▶ [Passage given]
□ □ □ □

Kubelet TLS Handshake Failures After Certificate Rotation #16850

roman5595 · 2024-09-20T18:11:07Z

What happened?
We are deploying to several kops clusters via pipelines, since kops 1.23, some pipelines would fail with error below, so we implemented temporary retry mechanism that would retry request, currently we are at kops 1.29 and this issue still persists, this is not causing any outage, but I would like to remove our temporary solution and remove this issue below (I also checked PRs for 1.23 but i didnt find anything that might be related or could cause this issue, also, on kops 1.22 we never encountered this error ) :

/usr/bin/helm Error: unable to get pod logs for <APPLICATION>: Get "https://<WORKER NODE>:10250/containerLogs/default/<APPLICATION>/test-service": write tcp <CONTROL-PLANE NODE>:44194-><WORKER NODE>:10250: use of closed network connection

at the exact same time logs from api-server :
│ kube-apiserver I0920 16:30:39.542320 11 cert_rotation.go:88] certificate rotation detected, shutting down client connections to start using new credentials │ kube-apiserver E0920 16:30:39.543643 11 status.go:71] apiserver received an error that is not an metav1.Status: &url.Error{Op:"Get", URL:"https://<WORKER NODE >:10250/containerLogs/default/application/filebeat?sinceSecon │ │ ds=300", Err:(*net.OpError)(0xc071c91090)}: Get "https://<WORKER NODE >:10250/containerLogs/default/application/filebeat?sinceSeconds=300": write tcp <CONTROL-PLANE NODE>:44194-><WORKER NODE>:10250: use of closed network connection

Everytime this error hapens, there is same log in kubelet :

kubelet[5111]: I0920 16:30:39.542666 5111 log.go:245] http: TLS handshake error from <CONTROL-PLANE NODE>:44194: EOF

I checked validity of certificates, they are all valid,

apiserver logs :

I0920 16:10:03.110741 11 cert_rotation.go:88] certificate rotation detected, shutting down client connections to start using new credentials I0920 16:20:03.515003 11 cert_rotation.go:88] certificate rotation detected, shutting down client connections to start using new credentials I0920 16:30:39.542320 11 cert_rotation.go:88] certificate rotation detected, shutting down client connections to start using new credentials I0920 16:43:43.688572 11 cert_rotation.go:88] certificate rotation detected, shutting down client connections to start using new credentials I0920 16:53:43.688628 11 cert_rotation.go:88] certificate rotation detected, shutting down client connections to start using new credentials I0920 17:03:43.689273 11 cert_rotation.go:88] certificate rotation detected, shutting down client connections to start using new credentials I0920 17:14:04.170499 11 cert_rotation.go:88] certificate rotation detected, shutting down client connections to start using new credentials I0920 17:28:43.689063 11 cert_rotation.go:88] certificate rotation detected, shutting down client connections to start using new credentials I0920 17:38:43.688520 11 cert_rotation.go:88] certificate rotation detected, shutting down client connections to start using new credentials I0920 17:48:43.688942 11 cert_rotation.go:88] certificate rotation detected, shutting down client connections to start using new credentials

Is this normal behaviour ? Cert rotation cca every 10 minutes ?

□ □ □ □

▶ [Supplied material]
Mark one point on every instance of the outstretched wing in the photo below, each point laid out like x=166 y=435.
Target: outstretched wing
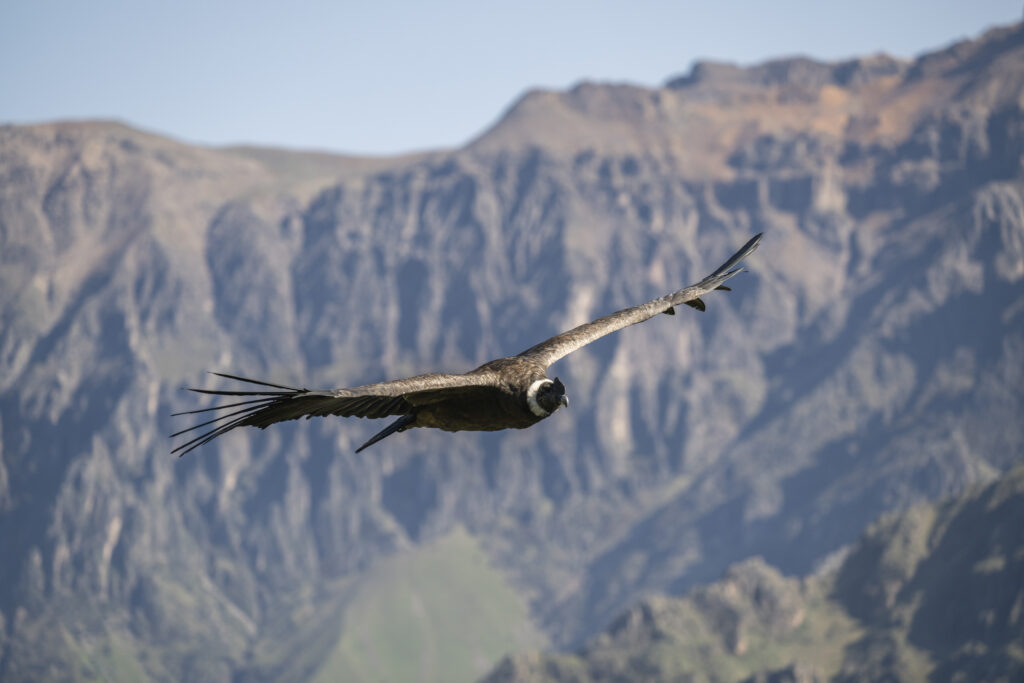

□ □ □ □

▶ [Exercise requirements]
**a.** Using the kops certificate rotation report, say whether each of these statements agrees with it, answering yes or no and quoting the words that decide it: (i) the error never occurred on kops 1.22; (ii) the error is causing an outage; (iii) some of the certificates were found to be invalid.
**b.** Go on with the kops certificate rotation report from the point where it stops.

▶ [Expected outputs]
**a.**
(i) Yes: "on kops 1.22 we never encountered this error"
(ii) No: "this is not causing any outage"
(iii) No: "they are all valid"

**b.**
What cloud provider are you using?
AWS

What did you expect to happen?

I expected, that once certs are rotated, this will not cause any intermittent network issues.

Kubelet config
kubelet:
containerLogMaxSize: "20Mi"
containerLogMaxFiles: 5
anonymousAuth: false
authenticationTokenWebhook: true
authorizationMode: Webhook
readOnlyPort: 0
protectKernelDefaults: true
streamingConnectionIdleTimeout: "30m"
eventQps: "0"
featureGates:
RotateKubeletServerCertificate: "true"
HPAContainerMetrics: "true"
kubeReserved:
cpu: "100m"
memory: "100Mi"
kubeReservedCgroup: "/kube-reserved"
systemReserved:
cpu: "100m"
memory: "100Mi"
systemReservedCgroup: "/system-reserved"
tlsCipherSuites:
- TLS_ECDHE_ECDSA_WITH_AES_128_GCM_SHA256
- TLS_ECDHE_RSA_WITH_AES_128_GCM_SHA256
- TLS_ECDHE_ECDSA_WITH_CHACHA20_POLY1305
- TLS_ECDHE_RSA_WITH_AES_256_GCM_SHA384
- TLS_ECDHE_RSA_WITH_CHACHA20_POLY1305
- TLS_ECDHE_ECDSA_WITH_AES_256_GCM_SHA384
- TLS_RSA_WITH_AES_256_GCM_SHA384
- TLS_RSA_WITH_AES_128_GCM_SHA256

Possible relation

Is there chance that this issue might be related to : golang/go#50984 ?

The text was updated successfully, but these errors were encountered:

k8s-triage-robot · 2024-12-20T10:37:50Z

The Kubernetes project currently lacks enough contributors to adequately respond to all issues.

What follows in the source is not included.